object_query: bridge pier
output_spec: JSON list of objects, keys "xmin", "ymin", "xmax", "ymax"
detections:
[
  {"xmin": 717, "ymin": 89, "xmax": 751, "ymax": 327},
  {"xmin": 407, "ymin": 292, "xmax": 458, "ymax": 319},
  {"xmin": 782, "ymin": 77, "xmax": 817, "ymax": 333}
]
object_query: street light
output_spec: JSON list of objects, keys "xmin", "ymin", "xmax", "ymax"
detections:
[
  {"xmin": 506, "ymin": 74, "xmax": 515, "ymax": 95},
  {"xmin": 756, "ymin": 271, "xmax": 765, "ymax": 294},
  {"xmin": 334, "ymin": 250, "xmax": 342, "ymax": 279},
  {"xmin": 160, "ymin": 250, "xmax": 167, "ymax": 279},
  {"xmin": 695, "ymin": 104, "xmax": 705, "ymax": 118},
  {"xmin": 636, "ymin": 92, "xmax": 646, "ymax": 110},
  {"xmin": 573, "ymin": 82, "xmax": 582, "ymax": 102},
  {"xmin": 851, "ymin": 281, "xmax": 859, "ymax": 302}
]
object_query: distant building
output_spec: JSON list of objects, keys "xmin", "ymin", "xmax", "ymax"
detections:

········

> _What you are asked to do_: Set down every entry again, word for word.

> _Task response_:
object_query: bridge pier
output_spec: JSON list of objects, keys "xmin", "ymin", "xmax", "ymax"
detections:
[
  {"xmin": 717, "ymin": 89, "xmax": 751, "ymax": 327},
  {"xmin": 407, "ymin": 292, "xmax": 458, "ymax": 319},
  {"xmin": 782, "ymin": 77, "xmax": 817, "ymax": 333}
]
object_query: street light
output_spec: JSON list of objects, keys "xmin", "ymin", "xmax", "ymax"
detections:
[
  {"xmin": 506, "ymin": 74, "xmax": 515, "ymax": 95},
  {"xmin": 756, "ymin": 271, "xmax": 765, "ymax": 294},
  {"xmin": 334, "ymin": 250, "xmax": 342, "ymax": 279},
  {"xmin": 160, "ymin": 250, "xmax": 167, "ymax": 279},
  {"xmin": 695, "ymin": 104, "xmax": 705, "ymax": 118},
  {"xmin": 636, "ymin": 92, "xmax": 646, "ymax": 110},
  {"xmin": 573, "ymin": 82, "xmax": 582, "ymax": 102},
  {"xmin": 851, "ymin": 281, "xmax": 859, "ymax": 302}
]
object_query: distant building
output_spec: JSON list of objects, keys "xmin", "ymin", "xmax", "ymax"
detections:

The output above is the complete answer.